* **WHAT YOU NEED TO DO**:
If a line of the data below contains the string "speckled", count it, then state the total alone.

* **Stored data entries**:
- - -

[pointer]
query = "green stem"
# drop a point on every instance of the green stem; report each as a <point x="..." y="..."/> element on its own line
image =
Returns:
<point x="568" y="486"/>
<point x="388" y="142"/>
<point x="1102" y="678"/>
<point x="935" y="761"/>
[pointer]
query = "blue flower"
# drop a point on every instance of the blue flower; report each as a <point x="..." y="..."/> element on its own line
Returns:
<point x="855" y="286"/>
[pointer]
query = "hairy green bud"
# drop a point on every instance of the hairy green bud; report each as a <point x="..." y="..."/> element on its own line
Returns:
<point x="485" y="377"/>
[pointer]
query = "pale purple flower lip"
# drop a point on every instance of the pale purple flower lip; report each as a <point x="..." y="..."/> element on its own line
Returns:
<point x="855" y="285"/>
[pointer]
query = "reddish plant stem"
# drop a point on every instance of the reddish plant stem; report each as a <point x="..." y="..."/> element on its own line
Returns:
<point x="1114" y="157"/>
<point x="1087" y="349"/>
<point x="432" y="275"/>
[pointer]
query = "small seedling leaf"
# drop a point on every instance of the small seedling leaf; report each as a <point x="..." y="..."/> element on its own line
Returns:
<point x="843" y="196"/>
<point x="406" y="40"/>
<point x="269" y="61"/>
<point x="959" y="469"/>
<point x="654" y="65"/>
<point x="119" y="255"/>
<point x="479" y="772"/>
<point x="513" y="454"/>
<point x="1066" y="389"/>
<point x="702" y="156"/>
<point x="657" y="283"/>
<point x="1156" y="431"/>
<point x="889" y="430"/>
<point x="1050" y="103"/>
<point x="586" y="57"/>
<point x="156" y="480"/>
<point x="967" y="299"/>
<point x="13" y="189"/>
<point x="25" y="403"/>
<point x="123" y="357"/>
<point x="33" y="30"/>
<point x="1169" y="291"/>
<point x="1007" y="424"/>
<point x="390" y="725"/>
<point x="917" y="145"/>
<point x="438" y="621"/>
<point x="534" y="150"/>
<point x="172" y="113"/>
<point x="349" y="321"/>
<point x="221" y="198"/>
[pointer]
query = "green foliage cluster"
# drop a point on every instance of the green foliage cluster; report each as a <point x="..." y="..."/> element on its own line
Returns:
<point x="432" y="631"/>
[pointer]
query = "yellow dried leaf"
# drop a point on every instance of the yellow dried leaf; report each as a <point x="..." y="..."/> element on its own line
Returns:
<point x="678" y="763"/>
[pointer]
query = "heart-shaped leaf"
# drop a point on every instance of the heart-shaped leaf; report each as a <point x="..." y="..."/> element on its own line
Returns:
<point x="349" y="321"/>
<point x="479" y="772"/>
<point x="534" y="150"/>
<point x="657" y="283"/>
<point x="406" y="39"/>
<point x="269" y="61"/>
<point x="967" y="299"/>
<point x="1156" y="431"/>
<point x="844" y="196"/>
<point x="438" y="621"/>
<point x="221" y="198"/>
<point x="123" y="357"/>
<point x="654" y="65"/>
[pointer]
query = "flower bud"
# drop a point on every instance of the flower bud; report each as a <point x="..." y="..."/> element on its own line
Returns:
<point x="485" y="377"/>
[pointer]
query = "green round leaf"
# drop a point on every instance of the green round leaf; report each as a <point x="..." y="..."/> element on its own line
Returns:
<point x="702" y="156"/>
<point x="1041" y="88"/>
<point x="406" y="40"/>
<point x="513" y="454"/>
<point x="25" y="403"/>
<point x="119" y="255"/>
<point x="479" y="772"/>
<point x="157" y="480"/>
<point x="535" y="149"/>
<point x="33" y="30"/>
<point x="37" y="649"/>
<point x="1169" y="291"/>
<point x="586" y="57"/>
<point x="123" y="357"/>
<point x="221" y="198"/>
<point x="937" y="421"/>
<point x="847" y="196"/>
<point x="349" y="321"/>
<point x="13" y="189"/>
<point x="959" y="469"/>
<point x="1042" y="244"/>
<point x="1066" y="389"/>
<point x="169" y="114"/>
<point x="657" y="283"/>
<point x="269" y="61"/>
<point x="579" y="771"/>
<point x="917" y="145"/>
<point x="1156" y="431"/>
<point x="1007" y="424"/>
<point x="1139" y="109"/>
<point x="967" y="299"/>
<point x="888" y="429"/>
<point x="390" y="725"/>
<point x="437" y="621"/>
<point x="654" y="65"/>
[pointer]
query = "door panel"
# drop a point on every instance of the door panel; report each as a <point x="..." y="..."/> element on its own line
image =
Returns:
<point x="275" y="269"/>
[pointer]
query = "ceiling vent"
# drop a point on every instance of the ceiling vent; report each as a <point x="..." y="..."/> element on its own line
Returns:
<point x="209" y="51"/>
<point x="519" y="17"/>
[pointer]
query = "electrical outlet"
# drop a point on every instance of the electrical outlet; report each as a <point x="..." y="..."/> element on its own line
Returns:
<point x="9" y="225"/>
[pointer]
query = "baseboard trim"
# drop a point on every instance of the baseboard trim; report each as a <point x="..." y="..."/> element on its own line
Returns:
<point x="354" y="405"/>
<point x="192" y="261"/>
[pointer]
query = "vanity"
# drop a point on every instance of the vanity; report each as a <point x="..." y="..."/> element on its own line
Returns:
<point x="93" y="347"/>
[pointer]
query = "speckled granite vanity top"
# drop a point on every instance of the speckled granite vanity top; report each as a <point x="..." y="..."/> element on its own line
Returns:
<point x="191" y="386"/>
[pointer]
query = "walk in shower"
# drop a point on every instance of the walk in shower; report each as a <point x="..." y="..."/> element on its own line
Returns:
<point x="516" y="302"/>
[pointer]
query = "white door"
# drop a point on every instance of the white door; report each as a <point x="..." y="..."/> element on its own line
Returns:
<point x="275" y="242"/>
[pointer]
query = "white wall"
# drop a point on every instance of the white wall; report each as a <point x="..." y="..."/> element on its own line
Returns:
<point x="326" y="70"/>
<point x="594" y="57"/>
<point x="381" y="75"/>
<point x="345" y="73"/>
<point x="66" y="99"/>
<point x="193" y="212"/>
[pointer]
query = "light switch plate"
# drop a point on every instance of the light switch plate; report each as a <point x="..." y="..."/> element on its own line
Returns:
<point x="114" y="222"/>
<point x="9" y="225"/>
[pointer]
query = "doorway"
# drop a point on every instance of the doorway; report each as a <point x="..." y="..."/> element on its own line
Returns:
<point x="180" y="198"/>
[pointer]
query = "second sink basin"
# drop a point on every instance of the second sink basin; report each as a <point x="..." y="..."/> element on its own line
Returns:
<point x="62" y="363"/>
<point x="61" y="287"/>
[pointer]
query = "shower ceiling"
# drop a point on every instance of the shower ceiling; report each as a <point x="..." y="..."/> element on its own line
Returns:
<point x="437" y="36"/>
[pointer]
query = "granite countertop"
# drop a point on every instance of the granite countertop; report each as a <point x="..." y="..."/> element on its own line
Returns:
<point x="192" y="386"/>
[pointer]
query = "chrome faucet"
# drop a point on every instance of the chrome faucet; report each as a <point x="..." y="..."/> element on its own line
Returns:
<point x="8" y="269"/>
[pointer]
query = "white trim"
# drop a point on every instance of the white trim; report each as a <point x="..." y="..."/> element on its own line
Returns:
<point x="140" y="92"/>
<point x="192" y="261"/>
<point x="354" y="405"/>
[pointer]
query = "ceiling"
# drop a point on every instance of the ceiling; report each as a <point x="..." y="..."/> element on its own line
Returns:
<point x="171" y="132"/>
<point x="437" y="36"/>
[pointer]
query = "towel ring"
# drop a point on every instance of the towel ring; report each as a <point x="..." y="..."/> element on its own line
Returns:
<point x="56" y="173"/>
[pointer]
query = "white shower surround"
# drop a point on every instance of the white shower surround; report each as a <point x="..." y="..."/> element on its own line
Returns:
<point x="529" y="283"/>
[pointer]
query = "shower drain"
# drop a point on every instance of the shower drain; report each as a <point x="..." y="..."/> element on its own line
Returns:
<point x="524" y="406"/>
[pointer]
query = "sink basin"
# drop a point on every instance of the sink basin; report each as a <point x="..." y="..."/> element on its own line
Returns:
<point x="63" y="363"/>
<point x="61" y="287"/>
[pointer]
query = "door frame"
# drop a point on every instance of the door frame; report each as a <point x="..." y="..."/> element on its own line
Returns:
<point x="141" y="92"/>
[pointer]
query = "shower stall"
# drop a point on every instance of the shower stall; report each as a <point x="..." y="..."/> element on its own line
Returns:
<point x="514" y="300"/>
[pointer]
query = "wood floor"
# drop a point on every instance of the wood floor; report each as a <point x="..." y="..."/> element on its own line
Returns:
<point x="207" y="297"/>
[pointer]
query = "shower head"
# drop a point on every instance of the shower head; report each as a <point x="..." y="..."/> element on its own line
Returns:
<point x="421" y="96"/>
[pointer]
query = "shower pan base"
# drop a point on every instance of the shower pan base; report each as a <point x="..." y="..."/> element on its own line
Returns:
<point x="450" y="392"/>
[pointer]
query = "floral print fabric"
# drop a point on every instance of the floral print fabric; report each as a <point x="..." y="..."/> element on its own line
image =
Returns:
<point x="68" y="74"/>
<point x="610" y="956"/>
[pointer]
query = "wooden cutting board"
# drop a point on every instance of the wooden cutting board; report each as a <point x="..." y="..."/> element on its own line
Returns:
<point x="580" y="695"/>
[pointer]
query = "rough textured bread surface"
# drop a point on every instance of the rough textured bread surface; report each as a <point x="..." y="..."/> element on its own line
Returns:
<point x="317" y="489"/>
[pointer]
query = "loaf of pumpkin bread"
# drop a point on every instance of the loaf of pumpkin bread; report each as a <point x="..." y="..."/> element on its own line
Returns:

- - -

* **ANSWER AREA**:
2